(Data records)

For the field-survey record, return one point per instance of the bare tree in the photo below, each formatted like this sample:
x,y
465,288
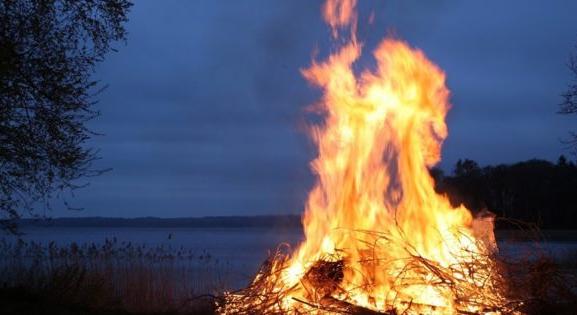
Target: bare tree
x,y
569,104
48,51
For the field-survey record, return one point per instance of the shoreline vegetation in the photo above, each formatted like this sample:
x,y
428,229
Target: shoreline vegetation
x,y
119,277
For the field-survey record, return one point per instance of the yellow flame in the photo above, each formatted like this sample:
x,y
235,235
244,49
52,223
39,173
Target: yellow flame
x,y
374,205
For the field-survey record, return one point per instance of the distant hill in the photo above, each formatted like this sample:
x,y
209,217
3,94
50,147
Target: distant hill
x,y
265,221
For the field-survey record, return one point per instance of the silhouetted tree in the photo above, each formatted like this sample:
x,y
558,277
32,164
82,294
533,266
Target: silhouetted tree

» **Task statement**
A word-for-word copy of all the data, without pictures, is the expected output.

» **Solution for this exercise**
For the field-survey record, return one point per instance of the bare tree in the photo below, each formatted like this sample:
x,y
465,288
Target: bare tree
x,y
569,104
48,51
For the field-survey record, return one point per instance of the shoreline vegetation in the photo above, each formatted like this sample:
x,y
428,229
Target: shoreline vegetation
x,y
119,277
For the field-survey record, return one point per instance of the yellow flame in the photo above, each formatted like this sample:
x,y
235,235
244,49
52,223
39,173
Target: yellow flame
x,y
374,205
For the field-survey record, return one point per instance of the distant hill in the photo above, each formatted like this sample:
x,y
209,217
3,94
50,147
Target: distant hill
x,y
265,221
For the field-survey record, return one point per instance of the silhouetted tree in the photo above, each formatted like this sample:
x,y
558,277
32,164
82,294
533,266
Target: silhouetted tree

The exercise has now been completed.